**Records shown:**
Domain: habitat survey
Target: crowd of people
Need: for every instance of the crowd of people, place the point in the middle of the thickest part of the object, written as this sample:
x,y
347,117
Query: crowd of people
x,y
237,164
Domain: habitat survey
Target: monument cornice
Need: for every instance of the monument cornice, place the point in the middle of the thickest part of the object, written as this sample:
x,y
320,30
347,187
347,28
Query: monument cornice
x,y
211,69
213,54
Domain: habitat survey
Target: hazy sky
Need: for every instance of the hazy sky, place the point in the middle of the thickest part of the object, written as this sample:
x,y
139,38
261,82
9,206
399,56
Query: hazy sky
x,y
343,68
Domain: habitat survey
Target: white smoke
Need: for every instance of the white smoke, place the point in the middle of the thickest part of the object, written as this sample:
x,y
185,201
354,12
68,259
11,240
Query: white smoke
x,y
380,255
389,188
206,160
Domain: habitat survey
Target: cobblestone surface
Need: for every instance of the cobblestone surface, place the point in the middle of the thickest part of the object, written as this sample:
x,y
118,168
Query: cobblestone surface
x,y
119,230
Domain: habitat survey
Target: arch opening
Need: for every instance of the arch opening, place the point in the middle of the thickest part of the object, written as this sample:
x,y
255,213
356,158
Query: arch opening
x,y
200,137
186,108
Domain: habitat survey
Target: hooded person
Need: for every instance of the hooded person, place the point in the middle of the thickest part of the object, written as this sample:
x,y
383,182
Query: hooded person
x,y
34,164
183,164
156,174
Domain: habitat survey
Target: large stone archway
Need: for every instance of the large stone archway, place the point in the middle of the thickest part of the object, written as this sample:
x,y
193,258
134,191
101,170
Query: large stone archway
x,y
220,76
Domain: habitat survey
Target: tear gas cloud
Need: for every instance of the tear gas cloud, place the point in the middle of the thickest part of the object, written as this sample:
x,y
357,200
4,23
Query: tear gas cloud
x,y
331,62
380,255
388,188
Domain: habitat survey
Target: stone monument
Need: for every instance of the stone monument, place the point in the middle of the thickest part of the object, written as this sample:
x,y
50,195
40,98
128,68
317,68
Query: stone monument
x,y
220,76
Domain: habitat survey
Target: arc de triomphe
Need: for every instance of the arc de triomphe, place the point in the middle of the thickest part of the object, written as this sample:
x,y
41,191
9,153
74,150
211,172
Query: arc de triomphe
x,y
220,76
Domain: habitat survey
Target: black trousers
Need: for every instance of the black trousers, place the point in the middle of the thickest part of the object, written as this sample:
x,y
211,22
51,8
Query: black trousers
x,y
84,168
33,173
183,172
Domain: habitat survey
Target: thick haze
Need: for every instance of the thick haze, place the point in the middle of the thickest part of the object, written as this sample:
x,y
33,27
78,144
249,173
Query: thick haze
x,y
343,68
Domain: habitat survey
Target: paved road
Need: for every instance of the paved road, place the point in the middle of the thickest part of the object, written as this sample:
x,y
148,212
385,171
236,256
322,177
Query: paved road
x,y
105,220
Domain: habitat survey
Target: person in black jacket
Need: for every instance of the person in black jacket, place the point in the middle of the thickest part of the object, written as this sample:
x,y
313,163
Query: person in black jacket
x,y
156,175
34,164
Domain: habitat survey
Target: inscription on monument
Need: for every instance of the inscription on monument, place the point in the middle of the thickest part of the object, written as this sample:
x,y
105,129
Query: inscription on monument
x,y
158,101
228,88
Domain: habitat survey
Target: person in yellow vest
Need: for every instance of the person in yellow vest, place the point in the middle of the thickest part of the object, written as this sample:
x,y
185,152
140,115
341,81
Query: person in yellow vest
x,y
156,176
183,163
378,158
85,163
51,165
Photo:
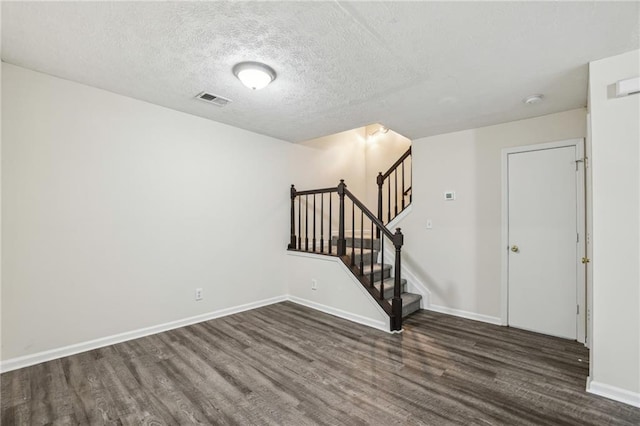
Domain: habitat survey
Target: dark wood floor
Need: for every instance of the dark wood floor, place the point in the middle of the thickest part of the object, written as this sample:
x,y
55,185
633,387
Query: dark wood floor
x,y
288,365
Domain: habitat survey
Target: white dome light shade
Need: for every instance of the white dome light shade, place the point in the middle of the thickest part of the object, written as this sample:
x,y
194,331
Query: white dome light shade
x,y
254,75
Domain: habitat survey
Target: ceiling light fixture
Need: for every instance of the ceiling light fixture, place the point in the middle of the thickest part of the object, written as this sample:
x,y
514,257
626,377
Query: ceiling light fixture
x,y
533,99
254,75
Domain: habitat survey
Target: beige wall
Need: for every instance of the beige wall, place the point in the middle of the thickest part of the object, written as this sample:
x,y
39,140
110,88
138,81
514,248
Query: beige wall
x,y
336,157
459,260
115,210
615,135
338,292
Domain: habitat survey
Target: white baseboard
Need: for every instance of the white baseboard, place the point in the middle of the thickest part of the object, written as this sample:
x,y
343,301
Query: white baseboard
x,y
465,314
613,392
37,358
380,325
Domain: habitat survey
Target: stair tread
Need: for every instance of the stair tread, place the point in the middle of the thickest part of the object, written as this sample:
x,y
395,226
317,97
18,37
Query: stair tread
x,y
408,298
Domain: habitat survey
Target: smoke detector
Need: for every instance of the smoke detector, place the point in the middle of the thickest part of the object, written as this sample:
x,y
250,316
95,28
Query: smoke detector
x,y
213,99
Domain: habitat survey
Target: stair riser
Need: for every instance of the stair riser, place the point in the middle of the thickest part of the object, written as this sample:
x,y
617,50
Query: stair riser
x,y
388,292
410,308
366,258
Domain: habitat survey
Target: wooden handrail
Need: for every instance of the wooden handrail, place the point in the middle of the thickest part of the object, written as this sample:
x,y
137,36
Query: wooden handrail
x,y
399,191
377,222
317,191
396,164
308,197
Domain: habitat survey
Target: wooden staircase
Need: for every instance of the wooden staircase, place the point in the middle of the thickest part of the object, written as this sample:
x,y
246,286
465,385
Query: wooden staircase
x,y
316,213
380,272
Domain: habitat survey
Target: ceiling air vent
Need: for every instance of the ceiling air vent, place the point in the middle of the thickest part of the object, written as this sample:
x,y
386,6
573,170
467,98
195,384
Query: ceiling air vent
x,y
213,99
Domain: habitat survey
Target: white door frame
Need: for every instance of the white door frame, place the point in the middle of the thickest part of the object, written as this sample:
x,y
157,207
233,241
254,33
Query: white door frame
x,y
580,211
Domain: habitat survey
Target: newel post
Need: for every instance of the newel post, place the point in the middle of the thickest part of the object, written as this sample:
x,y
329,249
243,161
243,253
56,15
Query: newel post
x,y
398,241
292,243
379,181
342,243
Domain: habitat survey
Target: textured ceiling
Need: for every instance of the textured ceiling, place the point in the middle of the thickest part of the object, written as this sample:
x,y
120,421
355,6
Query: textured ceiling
x,y
420,68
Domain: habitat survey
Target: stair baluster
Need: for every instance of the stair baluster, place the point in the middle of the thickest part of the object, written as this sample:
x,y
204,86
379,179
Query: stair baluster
x,y
393,306
400,189
322,222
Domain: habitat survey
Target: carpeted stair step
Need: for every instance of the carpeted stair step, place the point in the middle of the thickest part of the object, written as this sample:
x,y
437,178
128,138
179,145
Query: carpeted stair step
x,y
365,242
366,256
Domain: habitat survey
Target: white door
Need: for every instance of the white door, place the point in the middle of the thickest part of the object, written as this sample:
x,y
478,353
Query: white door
x,y
543,241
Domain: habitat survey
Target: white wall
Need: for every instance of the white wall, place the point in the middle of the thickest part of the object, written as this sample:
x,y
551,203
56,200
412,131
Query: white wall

**What you have to do:** Exactly as they appear above, output the lines of the data from the first through the one that contains "Target: large stone archway", and only those lines.

**Task solution:**
Domain: habitat survey
Target: crowd of people
Need: for every instance of the crowd of people, place the point in the middle of the thickest part of the object, written as this sample:
x,y
347,117
Query: crowd of people
x,y
237,164
Domain: habitat survey
Target: monument cornice
Need: for every instance of the monument cornice, place the point in the middle of the thickest part of the object, written as this sample:
x,y
320,30
347,187
347,28
Query: monument cornice
x,y
211,69
213,54
Domain: habitat survey
Target: hazy sky
Need: for every instance of the hazy sky, place the point in the middle of the thickest part of the object, written as this sample:
x,y
139,38
261,82
9,206
399,56
Query: hazy sky
x,y
343,68
Domain: habitat survey
Target: white smoke
Need: for every instance of the white smoke, place the point in the middle of the thickest part of the object, written as this sample:
x,y
185,201
354,12
68,259
11,240
Query: white smoke
x,y
380,255
389,188
206,160
Domain: habitat survey
Target: cobblestone surface
Need: for every instance of the cobblestone surface, place the point in the middle of the thickest part of the object, written as this sample:
x,y
118,168
Query: cobblestone surface
x,y
119,230
Domain: habitat survey
Target: arch opening
Need: for every instance of the arch opening, place the point in the middle of the thickest part of the object, written as this sample:
x,y
255,213
356,158
Query: arch opening
x,y
200,137
186,108
Domain: habitat survey
Target: hooded person
Need: for every instance of the hooded person, place the point in the middle of the thickest part of the object, written as this sample:
x,y
383,182
Query: hooded person
x,y
34,164
183,164
156,174
Domain: habitat survey
Target: large stone archway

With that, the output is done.